La sentencia es el último episodio de una larga agonía, que situó a la monarquía en una posición complicada. La ambición que siempre tuvo Urdangarin anticipaba que algo iría mal.
Es probablemente el capítulo más negro al que se ha enfrentado la Corona. La entrada en pisión de Iñaki Urdangarin (Zumárraga, Guipúzcoa, 1968) tras la sentencia firme del Tribunal Supremo no tiene nada de inesperada a estas alturas, pero constituye el último episodio de una larga agonía que situó a la monarquía en una posición muy complicada. El golpe de efecto lo dio Felipe VI unos días antes de cumplir su primer año de reinado. Le revocó el título de duquesa de Palma a su hermana, la decisión más tajante que podía tomar de forma unilateral. Desde ese momento, los Reyes cortaron de raíz las relaciones públicas con Urdangarin y la infanta Cristina, a diferencia del rey Juan Carlos y doña Sofía, que siempre mostraron signos de protección y apoyo pese a haber saltado el escándalo. Incluso en privado las cosas no volvieron a ser igual para don Felipe.

(Elementos listados en un conjunto de datos)

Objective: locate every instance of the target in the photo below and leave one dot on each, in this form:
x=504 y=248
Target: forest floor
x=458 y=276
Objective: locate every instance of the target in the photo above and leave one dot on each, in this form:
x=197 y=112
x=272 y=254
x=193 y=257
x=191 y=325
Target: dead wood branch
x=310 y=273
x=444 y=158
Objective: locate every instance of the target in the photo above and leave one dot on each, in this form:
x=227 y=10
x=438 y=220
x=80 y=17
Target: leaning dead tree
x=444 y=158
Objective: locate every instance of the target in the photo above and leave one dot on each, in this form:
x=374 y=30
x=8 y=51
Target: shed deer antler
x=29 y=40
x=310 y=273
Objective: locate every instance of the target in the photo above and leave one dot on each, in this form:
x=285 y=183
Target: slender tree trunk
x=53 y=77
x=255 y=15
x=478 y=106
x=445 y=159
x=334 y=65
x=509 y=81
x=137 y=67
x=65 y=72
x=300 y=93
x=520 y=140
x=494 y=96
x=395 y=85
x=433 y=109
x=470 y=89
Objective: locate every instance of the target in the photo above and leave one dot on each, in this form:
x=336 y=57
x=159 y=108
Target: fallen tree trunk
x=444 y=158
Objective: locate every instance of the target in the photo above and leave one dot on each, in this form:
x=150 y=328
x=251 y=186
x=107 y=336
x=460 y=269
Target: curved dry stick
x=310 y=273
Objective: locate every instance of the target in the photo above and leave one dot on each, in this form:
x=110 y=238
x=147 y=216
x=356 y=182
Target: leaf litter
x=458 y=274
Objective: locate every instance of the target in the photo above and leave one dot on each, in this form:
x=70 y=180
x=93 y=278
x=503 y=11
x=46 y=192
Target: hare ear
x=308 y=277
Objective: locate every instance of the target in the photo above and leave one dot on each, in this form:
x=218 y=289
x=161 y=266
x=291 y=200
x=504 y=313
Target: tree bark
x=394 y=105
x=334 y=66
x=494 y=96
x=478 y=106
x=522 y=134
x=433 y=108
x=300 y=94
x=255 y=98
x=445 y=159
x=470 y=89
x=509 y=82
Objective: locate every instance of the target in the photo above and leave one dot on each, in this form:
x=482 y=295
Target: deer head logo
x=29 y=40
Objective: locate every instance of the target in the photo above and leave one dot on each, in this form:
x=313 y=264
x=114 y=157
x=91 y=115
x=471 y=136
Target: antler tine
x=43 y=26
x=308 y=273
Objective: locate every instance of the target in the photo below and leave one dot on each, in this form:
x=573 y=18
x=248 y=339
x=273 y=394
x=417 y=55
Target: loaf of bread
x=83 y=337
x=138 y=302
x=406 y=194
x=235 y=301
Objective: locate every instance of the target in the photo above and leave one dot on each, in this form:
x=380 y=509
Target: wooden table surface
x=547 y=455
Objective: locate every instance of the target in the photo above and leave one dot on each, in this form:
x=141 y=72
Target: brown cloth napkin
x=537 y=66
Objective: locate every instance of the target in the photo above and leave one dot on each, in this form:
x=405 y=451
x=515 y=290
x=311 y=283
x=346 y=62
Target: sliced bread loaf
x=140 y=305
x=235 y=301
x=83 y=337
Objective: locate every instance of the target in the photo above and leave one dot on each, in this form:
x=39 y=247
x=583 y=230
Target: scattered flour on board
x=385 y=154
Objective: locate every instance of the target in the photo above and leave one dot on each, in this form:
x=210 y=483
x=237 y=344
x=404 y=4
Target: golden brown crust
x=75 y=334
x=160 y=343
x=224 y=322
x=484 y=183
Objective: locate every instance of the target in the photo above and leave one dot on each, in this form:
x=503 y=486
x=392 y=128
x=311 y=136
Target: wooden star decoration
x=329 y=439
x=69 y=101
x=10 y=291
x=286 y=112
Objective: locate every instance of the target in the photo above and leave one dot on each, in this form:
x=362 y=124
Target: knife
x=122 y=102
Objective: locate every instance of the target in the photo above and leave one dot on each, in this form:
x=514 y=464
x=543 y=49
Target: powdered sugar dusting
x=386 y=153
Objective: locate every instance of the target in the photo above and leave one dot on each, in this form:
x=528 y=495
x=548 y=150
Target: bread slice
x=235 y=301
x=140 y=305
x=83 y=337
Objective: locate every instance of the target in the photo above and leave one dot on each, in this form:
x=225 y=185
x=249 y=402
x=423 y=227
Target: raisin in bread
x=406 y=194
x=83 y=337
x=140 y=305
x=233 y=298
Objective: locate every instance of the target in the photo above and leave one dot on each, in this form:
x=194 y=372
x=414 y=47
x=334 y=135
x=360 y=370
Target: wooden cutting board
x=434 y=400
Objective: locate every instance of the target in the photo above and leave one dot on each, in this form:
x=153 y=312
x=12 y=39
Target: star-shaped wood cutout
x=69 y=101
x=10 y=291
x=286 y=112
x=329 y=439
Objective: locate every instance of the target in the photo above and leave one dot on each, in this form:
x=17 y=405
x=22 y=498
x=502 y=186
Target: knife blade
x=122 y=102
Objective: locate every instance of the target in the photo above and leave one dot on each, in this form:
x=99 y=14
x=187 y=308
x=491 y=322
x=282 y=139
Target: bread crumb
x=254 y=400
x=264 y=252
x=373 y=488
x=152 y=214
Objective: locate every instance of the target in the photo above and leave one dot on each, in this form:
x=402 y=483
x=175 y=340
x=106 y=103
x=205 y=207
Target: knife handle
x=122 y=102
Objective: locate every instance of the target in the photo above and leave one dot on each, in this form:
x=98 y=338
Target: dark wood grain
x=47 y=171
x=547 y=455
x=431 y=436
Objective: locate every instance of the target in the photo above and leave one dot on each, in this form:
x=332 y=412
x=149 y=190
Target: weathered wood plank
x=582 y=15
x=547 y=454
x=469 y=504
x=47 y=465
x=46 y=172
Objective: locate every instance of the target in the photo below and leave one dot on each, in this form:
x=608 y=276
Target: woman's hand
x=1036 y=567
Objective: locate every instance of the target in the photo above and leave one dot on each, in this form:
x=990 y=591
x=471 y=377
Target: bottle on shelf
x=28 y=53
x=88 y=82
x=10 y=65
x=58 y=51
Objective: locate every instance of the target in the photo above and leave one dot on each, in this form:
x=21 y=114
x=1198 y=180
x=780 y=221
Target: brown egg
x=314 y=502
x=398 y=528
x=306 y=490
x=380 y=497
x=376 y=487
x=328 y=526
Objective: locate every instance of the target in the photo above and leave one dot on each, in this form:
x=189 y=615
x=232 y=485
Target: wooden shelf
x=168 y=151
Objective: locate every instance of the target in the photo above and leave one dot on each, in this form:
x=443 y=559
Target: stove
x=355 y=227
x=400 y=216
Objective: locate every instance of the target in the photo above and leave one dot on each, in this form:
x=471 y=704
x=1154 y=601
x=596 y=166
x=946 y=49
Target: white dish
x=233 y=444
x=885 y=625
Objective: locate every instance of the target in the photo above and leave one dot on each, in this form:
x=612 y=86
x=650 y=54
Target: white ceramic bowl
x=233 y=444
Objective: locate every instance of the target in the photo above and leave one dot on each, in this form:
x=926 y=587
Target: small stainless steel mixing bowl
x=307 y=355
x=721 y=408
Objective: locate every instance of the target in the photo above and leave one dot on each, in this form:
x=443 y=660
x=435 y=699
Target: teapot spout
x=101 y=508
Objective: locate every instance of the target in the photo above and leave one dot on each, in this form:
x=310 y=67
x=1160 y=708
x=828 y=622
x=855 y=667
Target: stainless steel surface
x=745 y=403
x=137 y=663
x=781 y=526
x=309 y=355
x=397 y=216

§ Tareas y ejercicios
1) Actualiza las líneas de los registros que van desde el comienzo hasta la que contiene "x=458 y=276", ambas incluidas: cambia "forest floor" por "woodland floor" y deja todo lo demás igual.
2) Prosigue el texto sobre la entrada en prisión de Iñaki Urdangarin a partir de su última oración.
Los registros no guardan ninguna relación con el texto.

§ Respuestas por tarea
1)
Objective: locate every instance of the target in the photo below and leave one dot on each, in this form:
x=504 y=248
Target: woodland floor
x=458 y=276

2)
Fue en el año 97 cuando Urdangarin llegó oficialmente al Palacio de la Zarzuela. Medallista olímpico, alto, atractivo, con grandes dotes sociales. A todos caía bien. El deportista acaparó la atención de la hija del Rey desde que se conocieron en los Juegos Olímpicos de Atlanta un año antes. Cristina de Borbón (Madrid, 1965) se enamoró hasta las trancas. Así lo recuerdan los que vivieron de cerca aquella época, en un momento en el que la monarquía sí gozaba de altos niveles de reputación y no era cuestionada en los medios de comunicación, que entonces abordaban los asuntos relacionados con la Casa Real de forma muy cautelosa. Aún así, los primeros recelos hacia Urdangarin no tardaron en llegar en muchas personas cercanas a don Juan Carlos. La ambición que aquel joven tenía se veía a kilómetros de distancia.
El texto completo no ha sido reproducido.